#### [Given problem]
Scale the data from its start through the line containing "left=153, top=166, right=174, bottom=262", both included, by writing out every line again. Multiply each bounding-box coordinate by 2.15 and round it to a whole number, with halves rounding up, while leaving all other text as it stands.
── Material for this exercise ──
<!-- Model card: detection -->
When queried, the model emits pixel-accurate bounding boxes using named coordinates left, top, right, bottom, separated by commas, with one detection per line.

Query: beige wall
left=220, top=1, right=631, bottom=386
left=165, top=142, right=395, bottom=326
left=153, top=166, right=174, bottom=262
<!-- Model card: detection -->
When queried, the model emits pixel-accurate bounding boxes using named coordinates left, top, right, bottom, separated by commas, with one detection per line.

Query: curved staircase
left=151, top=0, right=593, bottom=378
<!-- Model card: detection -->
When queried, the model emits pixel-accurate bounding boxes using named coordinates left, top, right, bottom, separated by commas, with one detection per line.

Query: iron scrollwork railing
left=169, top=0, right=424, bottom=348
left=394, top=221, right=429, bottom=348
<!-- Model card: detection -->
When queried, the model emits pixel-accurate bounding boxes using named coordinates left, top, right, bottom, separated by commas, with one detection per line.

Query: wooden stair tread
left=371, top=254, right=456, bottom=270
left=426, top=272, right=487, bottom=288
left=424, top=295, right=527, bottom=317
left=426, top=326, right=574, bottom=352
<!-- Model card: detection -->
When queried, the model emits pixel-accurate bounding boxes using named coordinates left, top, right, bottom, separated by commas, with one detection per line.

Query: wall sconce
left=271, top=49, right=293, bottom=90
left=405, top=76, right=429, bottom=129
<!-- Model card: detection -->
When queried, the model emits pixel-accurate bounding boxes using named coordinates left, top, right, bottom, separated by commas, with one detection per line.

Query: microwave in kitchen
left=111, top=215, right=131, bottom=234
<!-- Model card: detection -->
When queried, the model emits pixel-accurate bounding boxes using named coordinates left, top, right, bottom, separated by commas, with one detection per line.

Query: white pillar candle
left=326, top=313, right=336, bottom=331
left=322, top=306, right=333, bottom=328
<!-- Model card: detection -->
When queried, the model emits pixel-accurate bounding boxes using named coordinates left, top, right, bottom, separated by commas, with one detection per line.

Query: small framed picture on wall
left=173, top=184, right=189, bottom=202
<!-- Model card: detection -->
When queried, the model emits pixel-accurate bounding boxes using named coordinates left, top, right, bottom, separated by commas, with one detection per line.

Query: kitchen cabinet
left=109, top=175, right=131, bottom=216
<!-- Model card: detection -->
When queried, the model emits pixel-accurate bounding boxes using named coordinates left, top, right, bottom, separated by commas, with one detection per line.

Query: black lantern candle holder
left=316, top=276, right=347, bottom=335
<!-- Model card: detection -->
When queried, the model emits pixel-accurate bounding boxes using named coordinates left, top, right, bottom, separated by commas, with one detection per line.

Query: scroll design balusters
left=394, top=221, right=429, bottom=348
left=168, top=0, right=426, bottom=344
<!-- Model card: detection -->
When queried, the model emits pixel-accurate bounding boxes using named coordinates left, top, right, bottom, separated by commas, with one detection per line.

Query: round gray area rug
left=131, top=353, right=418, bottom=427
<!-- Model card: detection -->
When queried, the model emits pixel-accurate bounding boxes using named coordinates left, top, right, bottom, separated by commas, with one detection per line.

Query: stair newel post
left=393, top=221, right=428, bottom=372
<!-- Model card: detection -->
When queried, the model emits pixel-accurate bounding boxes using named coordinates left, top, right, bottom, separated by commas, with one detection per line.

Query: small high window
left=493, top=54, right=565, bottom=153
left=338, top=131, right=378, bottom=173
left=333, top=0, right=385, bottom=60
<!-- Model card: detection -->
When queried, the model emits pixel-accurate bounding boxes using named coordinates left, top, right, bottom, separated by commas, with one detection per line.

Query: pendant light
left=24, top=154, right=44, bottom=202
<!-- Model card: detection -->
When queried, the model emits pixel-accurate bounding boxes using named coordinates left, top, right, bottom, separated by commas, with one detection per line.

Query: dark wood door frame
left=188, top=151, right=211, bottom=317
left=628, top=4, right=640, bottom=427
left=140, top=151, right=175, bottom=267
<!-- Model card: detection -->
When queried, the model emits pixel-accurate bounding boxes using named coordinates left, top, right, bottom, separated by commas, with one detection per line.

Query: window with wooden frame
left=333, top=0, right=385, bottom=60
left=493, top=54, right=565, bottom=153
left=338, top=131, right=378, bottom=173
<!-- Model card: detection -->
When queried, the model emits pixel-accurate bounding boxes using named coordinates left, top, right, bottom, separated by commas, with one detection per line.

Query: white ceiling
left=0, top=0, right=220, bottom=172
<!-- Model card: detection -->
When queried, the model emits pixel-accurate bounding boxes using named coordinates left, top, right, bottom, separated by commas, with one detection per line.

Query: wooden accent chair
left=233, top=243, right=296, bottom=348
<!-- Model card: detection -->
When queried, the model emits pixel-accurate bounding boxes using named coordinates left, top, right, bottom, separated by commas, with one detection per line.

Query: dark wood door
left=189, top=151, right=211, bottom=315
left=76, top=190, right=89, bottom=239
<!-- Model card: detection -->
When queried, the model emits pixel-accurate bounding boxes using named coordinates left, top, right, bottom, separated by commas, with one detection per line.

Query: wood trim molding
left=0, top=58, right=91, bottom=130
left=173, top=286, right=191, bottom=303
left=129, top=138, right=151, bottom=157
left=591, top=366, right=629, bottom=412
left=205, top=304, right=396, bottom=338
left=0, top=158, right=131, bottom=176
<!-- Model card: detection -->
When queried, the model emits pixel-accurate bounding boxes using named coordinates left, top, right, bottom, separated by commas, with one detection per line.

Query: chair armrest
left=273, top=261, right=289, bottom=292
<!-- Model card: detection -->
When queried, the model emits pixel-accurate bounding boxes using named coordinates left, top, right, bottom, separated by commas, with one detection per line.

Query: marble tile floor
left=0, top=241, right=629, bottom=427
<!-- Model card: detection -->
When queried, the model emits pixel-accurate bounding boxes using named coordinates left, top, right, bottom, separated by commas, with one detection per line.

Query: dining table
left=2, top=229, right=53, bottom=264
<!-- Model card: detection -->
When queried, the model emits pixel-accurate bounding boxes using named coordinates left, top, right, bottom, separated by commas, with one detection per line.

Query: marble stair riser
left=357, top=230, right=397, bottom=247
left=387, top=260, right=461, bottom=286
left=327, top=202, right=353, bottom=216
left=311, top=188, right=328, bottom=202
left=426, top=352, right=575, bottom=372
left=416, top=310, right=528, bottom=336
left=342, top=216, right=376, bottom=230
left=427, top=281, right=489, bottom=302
───
#### [Task output]
<!-- Model card: detection -->
When queried, the model emits pixel-accurate bounding boxes using named coordinates left, top, right, bottom, separated by commas, with one detection per line.

Query: beige wall
left=473, top=2, right=1357, bottom=830
left=355, top=305, right=849, bottom=701
left=329, top=357, right=374, bottom=563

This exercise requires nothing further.